YOUR INSTRUCTIONS:
What to return is the tail of the data, from the line that contains "Would you mind annotating the flower" down to the last line, copied exactly.

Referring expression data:
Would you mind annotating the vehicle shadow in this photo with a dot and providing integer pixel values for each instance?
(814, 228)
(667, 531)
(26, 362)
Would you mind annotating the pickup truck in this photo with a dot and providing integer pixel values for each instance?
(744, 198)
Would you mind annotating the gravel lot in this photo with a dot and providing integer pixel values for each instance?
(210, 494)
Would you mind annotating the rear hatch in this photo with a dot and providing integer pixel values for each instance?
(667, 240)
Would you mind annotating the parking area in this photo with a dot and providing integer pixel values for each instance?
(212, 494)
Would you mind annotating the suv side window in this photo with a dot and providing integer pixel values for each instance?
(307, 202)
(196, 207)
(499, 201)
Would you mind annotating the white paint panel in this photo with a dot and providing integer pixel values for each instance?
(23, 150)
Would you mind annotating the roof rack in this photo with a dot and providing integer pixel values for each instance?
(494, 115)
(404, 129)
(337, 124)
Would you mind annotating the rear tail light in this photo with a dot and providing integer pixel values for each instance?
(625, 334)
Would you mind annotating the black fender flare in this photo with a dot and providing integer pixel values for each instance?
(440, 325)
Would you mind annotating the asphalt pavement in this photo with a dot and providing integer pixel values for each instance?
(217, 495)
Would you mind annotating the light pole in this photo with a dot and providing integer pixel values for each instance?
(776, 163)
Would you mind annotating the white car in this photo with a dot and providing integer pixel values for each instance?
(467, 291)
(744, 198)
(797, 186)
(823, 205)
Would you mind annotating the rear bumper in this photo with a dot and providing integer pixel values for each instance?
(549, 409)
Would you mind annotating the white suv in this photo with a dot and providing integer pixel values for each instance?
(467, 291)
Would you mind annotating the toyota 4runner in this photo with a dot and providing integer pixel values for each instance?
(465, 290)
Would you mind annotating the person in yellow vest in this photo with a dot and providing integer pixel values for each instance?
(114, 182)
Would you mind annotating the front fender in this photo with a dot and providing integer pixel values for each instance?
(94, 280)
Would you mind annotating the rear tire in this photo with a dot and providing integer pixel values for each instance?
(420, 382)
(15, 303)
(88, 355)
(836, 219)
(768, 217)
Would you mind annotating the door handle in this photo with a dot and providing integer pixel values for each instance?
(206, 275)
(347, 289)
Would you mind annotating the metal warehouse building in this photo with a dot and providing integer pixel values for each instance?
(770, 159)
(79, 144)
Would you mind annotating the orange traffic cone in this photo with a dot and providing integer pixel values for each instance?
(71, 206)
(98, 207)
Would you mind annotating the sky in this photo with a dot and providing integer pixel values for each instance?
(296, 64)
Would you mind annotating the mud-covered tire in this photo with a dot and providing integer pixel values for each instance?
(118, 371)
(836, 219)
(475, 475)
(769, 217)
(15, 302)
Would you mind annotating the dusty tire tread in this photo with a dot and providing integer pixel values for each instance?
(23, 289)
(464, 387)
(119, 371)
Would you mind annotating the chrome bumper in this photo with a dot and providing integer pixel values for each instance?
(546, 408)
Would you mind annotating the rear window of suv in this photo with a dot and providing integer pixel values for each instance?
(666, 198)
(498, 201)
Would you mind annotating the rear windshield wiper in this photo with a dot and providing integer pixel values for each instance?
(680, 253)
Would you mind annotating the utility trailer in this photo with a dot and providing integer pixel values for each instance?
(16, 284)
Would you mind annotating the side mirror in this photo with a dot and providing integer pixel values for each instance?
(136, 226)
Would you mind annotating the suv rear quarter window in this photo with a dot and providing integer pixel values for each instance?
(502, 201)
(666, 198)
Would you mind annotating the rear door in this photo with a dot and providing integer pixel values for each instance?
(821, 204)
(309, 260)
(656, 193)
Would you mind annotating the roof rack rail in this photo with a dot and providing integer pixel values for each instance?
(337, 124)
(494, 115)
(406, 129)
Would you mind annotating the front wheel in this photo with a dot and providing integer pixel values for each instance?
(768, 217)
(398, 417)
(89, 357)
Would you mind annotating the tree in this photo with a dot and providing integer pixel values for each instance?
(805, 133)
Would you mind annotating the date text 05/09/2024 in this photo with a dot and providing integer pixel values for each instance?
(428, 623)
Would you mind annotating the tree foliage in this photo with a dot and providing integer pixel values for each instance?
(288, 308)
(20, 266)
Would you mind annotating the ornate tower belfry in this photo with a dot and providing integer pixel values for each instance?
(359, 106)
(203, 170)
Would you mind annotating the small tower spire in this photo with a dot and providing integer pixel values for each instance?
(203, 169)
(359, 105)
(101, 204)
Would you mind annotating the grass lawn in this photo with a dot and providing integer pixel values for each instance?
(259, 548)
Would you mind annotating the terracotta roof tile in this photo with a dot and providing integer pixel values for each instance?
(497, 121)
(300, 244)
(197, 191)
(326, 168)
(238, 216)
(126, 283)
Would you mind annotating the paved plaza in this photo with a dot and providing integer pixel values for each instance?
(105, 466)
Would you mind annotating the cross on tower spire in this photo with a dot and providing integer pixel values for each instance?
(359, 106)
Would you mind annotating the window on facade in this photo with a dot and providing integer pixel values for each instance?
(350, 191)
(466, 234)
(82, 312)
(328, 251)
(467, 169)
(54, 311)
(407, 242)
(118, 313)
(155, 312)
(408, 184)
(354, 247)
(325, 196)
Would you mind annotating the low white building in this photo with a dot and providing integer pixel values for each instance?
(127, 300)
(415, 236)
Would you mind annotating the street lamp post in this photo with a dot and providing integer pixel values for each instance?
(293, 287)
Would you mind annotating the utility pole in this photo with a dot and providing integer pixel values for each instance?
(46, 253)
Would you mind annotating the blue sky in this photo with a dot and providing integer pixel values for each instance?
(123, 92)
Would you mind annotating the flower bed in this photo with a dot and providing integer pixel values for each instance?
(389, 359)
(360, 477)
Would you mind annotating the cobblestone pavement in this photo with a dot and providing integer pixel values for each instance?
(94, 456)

REPLY TO THE TASK:
Would you mind annotating the flower bed in this photo with a dot and providing integer pixel values for each instance?
(389, 359)
(360, 477)
Would you mind annotating the cobblestone pavement in this photo with a dot and providing integer pixel values for each instance?
(94, 456)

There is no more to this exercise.